ABOUT THIS EXERCISE:
When you find the line with "Could you kindly pick out the foliage" among the records below, reproduce it and each line after it exactly, ending with the line with "Target: tree line".

Point-per-instance localization data:
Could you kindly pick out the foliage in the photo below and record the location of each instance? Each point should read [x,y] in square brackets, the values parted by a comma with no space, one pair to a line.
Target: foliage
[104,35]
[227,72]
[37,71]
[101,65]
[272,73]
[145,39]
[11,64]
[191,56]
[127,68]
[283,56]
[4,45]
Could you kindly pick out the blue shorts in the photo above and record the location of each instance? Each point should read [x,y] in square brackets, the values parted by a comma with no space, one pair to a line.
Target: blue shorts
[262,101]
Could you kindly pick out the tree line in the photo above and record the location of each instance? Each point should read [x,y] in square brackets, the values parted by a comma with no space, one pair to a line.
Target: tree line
--
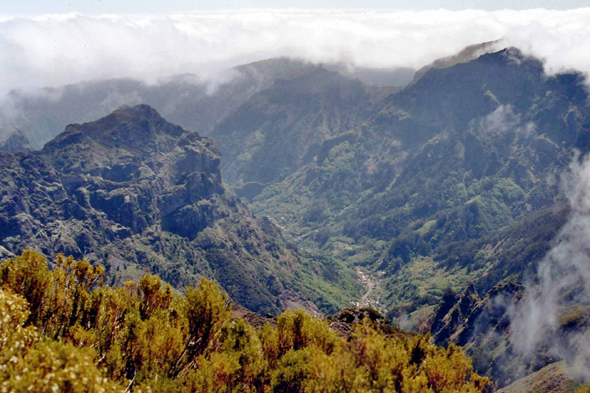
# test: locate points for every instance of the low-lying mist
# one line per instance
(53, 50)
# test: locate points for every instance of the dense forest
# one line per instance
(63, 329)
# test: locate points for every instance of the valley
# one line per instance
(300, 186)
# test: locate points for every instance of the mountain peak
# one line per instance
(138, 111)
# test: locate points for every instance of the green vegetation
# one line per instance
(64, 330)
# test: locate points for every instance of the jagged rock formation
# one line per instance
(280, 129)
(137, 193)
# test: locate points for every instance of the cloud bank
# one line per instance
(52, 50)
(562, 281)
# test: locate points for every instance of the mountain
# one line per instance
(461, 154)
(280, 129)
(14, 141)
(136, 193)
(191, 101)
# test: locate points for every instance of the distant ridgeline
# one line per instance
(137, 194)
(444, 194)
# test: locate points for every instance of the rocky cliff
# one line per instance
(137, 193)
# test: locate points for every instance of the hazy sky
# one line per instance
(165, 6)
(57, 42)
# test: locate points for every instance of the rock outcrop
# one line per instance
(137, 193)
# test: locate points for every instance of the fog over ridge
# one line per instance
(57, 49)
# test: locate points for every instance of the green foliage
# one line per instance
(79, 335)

REPLY TO THE EXERCISE:
Could you kindly pick out the foliage in the photo below and record the location of each instance? Each point should read [x,y] in square brackets, the values parted by a comma with no space, one pair to a line.
Target: foliage
[104,35]
[227,72]
[37,71]
[101,65]
[272,73]
[145,39]
[11,64]
[191,56]
[127,68]
[283,56]
[4,45]
Could you kindly pick out the blue shorts in the photo above and record the location of each instance? Each point should read [x,y] in square brackets, the values parted by a comma with no space, one pair to a line.
Target: blue shorts
[262,101]
Could you kindly pick out the tree line in the photo above and record the location of each instance? Each point should read [x,y] in square brackets, the values parted by a comma with no space, one pair to a line.
Target: tree line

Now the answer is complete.